(Stored items)
-=-=-

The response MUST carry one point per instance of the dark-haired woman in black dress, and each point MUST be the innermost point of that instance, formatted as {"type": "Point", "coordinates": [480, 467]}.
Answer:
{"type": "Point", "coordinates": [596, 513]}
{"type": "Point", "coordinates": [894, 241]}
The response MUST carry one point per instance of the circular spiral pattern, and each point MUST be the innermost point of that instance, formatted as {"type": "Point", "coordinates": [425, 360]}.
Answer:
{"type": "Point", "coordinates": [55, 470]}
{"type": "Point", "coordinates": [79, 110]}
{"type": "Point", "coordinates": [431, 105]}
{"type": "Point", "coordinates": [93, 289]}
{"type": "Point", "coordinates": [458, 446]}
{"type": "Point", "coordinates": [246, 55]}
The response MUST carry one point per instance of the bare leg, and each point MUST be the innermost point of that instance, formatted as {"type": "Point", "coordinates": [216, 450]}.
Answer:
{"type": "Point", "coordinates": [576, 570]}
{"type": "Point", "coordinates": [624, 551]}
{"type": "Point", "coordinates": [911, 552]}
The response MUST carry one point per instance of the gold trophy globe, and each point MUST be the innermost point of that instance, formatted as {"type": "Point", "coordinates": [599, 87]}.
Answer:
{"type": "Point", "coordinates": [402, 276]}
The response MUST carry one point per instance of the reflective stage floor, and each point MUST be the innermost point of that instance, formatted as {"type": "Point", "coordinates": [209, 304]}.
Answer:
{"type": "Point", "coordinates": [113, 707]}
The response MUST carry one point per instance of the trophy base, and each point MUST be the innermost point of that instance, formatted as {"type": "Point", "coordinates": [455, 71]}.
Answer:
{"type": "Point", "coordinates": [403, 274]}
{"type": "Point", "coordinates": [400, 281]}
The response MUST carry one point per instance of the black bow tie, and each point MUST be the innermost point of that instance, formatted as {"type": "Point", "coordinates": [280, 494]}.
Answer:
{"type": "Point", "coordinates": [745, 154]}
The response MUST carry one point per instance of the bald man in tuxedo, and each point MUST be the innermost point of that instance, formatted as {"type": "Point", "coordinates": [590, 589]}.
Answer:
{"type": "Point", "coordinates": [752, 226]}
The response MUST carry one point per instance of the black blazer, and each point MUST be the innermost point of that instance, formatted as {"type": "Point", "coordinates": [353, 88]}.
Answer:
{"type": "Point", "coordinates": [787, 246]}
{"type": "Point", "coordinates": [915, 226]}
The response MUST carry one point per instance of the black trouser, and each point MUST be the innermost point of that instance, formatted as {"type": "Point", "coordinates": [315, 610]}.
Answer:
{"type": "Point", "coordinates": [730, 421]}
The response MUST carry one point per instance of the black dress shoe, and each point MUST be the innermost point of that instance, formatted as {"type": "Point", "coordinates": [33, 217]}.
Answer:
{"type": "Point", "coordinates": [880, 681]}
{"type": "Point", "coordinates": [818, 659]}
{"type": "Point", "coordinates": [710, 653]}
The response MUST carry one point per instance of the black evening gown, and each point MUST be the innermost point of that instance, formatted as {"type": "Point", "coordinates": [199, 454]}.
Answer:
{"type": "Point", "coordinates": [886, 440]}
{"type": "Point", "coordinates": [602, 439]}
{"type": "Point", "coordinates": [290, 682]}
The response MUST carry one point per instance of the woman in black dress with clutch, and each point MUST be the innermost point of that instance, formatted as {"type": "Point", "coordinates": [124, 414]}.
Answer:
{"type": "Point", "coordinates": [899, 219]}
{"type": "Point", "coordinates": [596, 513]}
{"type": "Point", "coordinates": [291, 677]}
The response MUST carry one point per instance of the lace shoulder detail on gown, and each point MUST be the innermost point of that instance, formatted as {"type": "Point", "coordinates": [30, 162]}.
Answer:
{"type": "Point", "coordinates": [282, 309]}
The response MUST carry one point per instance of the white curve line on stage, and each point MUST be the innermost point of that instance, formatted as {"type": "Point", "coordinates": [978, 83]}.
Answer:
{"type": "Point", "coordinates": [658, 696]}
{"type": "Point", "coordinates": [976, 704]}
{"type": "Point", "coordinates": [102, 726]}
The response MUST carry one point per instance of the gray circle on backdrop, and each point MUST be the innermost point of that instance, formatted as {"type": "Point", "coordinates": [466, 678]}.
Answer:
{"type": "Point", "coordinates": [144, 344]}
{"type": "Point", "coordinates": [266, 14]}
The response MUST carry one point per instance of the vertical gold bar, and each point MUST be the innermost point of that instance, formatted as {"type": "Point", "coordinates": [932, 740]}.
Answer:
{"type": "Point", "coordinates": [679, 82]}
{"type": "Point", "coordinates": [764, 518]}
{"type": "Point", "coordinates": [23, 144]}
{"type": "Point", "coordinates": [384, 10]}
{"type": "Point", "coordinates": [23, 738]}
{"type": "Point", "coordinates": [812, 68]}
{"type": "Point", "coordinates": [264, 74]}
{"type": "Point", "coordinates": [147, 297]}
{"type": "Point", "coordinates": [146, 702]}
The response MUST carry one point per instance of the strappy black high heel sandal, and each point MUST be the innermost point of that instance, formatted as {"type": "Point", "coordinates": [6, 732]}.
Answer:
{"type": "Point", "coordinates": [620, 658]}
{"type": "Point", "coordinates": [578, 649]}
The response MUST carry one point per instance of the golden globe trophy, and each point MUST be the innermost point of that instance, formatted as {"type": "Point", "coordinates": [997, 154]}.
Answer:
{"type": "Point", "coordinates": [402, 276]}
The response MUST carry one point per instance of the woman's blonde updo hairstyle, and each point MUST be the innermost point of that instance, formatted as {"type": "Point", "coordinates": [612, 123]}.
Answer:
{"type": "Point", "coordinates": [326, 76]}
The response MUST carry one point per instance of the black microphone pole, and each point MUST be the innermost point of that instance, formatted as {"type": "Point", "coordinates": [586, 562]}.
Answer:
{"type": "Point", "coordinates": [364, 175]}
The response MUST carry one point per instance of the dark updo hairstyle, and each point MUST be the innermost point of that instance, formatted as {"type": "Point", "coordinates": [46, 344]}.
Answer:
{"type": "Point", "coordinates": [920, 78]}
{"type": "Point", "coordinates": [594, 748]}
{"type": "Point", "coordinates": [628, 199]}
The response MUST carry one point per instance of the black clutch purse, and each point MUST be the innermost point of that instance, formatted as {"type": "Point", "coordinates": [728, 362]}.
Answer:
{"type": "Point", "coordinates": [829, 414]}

-=-=-

# TASK PROMPT
Where a line in the entries holds "trophy", copy that line.

# YOUR SOLUTION
The response MUST carry one point per instance of the gold trophy globe, and each point MUST be the innermost point of that instance, formatted as {"type": "Point", "coordinates": [599, 87]}.
The response MUST carry one point per instance of the trophy base, and each point MUST be the innermost point of that instance, formatted as {"type": "Point", "coordinates": [455, 71]}.
The response MUST carry one point per instance of the golden globe trophy, and each point MUST be the innermost point of that instance, formatted as {"type": "Point", "coordinates": [997, 154]}.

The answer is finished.